What to work on -
Transcribe the stretch of the FSA discussion below from "Guest wwcpa Posted" through "reimbursement and quit.".

Study text -
*** Block opens ***

Guest pmcgroine Posted August 3, 2001 Posted August 3, 2001 I've been reviewing some of the posts re: FSAs. Could someone please let me know if I'm on the right track with the following assertion: 1) If an employee has exhausted her FSA benefits prior to the end of the plan year and also terminates employment prior to the end of the plan year, her employer cannot seek reimbursement of any uncollected "premiums" she would have otherwise paid. (e.g., Assume the FSA has a calendar year plan year, and ER is permitted to make bi-weekly deductions from EE's "salary" to cover the EE's contributions to the plan. In January EE incurs $1500 in eligible medical expenses, the maximum allowed under the plan and terminates her employment in June. The ER may not deduct her remaining contributions due the plan from her last paycheck.) Right or wrong? Could the plan document affect the ER's right to recoup losses?
Mary C Posted August 3, 2001 Posted August 3, 2001 According to the regs, the employer has to be "at risk" for the full amount from the first day of the plan year and cannot recoup any amounts they may have reimbursed the employee over the amount the employee contributed if the employee should terminate employment.
Guest wwcpa Posted November 7, 2002 Posted November 7, 2002 I understand the "at risk" component but I have seen plans where they say the will withhold from the final paycheck? It seems like the employer is already at risk for expenses of the plan? Also - would benefits paid out to an employee in excess of his/her contributions to the plan be taxable to the employee? It seems like this creates a way an employee to max out their election - plan a major surgery early in the year; collect the reimbursement and quit.
papogi Posted November 7, 2002 Posted November 7, 2002 You can't withhold an amount from the last paycheck to cover the employee's potential loss based on the claims history of the terminating employee [125-2 Q-7(B)(2)]. Benefits paid in excess of premiums collected are not taxable to the employee. The IRS sees an FSA as a form of insurance. That's why there needs to be risk-shifting, that's why premiums paid cannot be tied to claims experience, and that's how Section 105 allows the benefits (regardless if they exceed premiums) to be non-taxable to the employee. You are right that an FSA-savvy employee can abuse the system. They can with their regular health or dental coverage, as well. It's just the nature of something that has principles of insurance tied into it. In the end, employers always have forfeitures, and they always "make money" by offering an FSA.

*** Block closes ***

[Records drawn from a collection]
*** Block opens ***

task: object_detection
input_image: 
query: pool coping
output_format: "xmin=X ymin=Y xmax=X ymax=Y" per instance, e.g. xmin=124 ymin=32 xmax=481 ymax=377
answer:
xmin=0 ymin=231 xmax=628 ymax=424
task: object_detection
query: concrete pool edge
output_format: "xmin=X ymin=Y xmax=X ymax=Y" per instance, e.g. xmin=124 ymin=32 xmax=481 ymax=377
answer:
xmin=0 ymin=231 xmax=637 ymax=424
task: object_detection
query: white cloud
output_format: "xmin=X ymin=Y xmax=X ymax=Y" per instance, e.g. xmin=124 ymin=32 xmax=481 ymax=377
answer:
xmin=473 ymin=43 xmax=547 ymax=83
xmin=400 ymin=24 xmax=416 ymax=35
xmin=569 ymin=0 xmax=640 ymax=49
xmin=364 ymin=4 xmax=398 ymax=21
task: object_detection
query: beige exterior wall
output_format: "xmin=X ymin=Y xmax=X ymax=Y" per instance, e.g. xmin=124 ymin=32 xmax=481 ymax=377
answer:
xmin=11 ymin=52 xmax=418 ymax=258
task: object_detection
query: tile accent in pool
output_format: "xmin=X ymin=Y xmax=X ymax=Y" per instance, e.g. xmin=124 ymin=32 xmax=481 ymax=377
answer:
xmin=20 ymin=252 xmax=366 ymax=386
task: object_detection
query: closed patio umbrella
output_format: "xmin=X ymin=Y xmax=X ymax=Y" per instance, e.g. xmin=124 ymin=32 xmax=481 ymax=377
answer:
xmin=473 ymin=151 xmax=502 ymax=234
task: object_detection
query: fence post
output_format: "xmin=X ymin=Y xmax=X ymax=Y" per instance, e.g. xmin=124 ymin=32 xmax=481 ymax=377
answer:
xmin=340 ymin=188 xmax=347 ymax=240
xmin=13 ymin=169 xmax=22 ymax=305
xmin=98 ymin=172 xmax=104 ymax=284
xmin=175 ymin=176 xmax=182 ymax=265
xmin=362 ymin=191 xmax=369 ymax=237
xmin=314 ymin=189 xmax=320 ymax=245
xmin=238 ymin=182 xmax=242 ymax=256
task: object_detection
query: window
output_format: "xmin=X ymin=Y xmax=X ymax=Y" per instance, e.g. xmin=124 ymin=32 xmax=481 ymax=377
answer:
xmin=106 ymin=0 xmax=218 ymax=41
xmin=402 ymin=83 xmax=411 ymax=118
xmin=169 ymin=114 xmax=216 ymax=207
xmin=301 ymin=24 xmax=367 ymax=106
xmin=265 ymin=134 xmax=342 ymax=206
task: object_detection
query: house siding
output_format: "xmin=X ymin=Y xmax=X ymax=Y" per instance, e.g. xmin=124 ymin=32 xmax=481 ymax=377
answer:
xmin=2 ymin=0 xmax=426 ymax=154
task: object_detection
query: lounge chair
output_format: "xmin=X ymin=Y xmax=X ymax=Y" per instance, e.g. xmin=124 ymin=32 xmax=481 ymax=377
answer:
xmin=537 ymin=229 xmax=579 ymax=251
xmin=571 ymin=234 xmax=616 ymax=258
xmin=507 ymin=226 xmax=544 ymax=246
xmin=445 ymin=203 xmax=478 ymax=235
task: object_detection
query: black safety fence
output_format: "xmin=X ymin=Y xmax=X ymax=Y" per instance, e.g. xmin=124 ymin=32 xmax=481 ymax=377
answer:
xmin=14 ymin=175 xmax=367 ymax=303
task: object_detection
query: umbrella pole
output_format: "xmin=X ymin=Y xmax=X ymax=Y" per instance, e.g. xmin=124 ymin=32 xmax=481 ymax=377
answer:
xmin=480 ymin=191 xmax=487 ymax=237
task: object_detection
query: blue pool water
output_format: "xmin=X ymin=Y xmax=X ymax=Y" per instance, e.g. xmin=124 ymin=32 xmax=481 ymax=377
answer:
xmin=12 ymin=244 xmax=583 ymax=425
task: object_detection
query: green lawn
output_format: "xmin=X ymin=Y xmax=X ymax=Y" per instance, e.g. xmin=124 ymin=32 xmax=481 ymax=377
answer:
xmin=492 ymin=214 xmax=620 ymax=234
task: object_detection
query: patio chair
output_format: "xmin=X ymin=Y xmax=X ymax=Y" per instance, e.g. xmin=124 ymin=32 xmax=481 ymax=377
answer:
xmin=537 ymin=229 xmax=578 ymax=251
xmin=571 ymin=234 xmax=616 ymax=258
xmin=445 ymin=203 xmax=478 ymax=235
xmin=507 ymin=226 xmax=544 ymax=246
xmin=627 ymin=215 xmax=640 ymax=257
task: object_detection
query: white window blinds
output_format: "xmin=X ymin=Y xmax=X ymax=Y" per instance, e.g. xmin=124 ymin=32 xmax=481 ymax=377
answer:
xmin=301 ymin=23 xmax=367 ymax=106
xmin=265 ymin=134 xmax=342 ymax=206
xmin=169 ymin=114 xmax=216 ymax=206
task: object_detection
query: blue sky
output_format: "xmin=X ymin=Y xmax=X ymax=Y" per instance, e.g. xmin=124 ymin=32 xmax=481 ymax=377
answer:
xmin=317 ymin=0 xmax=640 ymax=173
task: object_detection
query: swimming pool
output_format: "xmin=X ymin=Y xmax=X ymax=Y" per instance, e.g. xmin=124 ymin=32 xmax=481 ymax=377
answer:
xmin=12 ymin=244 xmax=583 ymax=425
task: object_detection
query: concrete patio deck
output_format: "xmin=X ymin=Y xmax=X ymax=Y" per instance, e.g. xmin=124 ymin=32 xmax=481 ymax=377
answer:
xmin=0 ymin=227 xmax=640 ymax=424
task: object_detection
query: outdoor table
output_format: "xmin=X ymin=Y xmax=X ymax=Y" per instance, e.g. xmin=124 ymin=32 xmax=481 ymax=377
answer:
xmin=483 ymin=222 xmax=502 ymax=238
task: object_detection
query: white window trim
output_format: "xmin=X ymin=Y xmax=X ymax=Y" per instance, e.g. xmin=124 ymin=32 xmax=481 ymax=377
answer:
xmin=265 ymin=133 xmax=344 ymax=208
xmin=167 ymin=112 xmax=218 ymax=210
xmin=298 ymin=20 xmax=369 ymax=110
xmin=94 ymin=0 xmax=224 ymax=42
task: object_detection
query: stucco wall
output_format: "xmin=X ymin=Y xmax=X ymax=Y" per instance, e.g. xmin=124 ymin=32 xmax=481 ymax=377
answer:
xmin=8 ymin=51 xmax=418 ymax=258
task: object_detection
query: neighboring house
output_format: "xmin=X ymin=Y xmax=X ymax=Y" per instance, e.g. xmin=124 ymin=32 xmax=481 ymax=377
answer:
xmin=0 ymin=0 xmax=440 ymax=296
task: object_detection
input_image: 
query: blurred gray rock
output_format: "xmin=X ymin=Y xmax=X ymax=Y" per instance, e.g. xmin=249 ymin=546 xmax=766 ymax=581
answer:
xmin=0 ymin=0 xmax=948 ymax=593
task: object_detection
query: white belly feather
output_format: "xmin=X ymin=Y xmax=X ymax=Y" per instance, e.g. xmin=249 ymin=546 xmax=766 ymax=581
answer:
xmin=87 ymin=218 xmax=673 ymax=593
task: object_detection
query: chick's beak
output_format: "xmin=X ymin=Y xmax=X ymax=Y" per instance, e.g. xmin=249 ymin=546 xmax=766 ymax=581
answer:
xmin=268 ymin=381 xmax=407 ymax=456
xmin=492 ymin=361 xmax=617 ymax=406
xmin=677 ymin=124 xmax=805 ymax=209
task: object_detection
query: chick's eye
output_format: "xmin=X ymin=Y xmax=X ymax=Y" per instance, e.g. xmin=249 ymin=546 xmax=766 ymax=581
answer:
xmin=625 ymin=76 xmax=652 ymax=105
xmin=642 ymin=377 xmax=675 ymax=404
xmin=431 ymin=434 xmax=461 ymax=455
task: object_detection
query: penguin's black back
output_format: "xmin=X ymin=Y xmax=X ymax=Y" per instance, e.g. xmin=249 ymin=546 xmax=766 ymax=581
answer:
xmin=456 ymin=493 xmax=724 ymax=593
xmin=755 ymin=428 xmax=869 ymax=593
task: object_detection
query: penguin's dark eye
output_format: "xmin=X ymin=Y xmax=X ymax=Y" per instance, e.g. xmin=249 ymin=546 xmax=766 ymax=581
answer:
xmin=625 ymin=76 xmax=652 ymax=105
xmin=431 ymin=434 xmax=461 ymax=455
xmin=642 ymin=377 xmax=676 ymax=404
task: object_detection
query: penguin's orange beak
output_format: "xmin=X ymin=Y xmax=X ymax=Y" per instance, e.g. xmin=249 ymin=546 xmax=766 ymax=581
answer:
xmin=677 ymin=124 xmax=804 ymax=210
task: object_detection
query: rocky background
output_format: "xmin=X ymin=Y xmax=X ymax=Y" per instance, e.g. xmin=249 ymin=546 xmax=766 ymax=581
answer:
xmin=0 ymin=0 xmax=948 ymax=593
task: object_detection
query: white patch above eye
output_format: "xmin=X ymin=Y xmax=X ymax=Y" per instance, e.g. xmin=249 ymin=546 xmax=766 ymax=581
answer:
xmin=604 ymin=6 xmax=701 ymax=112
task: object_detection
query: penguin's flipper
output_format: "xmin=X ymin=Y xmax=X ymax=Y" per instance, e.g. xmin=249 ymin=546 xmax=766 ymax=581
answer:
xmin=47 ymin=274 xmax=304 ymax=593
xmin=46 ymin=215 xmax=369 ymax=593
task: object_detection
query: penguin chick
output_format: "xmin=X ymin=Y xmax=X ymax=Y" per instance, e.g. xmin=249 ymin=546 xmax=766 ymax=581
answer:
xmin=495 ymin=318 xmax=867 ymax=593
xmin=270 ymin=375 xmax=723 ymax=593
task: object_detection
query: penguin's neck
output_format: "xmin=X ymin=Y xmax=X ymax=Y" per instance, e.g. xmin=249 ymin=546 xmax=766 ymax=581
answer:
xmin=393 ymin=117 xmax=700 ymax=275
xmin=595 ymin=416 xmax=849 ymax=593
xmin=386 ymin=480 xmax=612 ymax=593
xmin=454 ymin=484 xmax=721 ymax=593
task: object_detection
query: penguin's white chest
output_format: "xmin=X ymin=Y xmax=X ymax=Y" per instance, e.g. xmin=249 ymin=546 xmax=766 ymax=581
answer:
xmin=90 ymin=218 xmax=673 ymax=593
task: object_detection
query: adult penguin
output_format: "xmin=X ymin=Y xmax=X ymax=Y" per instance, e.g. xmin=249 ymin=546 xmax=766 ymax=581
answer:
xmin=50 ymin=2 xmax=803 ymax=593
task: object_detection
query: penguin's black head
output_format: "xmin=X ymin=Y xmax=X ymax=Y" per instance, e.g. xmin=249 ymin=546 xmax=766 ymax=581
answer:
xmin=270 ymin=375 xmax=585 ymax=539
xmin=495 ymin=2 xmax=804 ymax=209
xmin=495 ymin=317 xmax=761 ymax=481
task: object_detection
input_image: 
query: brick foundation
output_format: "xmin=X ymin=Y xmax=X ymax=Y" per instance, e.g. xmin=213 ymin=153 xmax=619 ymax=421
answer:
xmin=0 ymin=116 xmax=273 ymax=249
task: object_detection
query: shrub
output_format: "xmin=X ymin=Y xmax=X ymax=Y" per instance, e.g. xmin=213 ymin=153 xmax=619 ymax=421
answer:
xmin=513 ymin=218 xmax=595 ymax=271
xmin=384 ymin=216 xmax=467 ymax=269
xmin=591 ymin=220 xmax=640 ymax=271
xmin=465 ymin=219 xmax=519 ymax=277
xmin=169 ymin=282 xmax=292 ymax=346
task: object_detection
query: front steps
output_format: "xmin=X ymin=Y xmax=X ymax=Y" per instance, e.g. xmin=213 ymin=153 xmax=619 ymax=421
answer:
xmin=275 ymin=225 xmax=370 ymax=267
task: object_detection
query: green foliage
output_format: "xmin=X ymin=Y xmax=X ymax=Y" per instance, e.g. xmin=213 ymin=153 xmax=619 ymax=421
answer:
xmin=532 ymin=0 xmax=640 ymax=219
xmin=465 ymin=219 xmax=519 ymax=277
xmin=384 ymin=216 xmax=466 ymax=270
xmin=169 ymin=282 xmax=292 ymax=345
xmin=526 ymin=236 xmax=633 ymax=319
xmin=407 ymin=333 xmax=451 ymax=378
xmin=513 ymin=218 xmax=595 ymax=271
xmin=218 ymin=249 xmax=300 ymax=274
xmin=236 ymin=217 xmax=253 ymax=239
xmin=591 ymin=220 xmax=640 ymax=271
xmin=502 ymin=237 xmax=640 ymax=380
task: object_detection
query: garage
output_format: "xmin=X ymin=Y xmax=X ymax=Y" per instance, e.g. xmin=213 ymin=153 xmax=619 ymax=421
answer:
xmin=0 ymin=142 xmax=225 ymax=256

*** Block closes ***

Task response -
Guest wwcpa Posted November 7, 2002 Posted November 7, 2002 I understand the "at risk" component but I have seen plans where they say the will withhold from the final paycheck? It seems like the employer is already at risk for expenses of the plan? Also - would benefits paid out to an employee in excess of his/her contributions to the plan be taxable to the employee? It seems like this creates a way an employee to max out their election - plan a major surgery early in the year; collect the reimbursement and quit.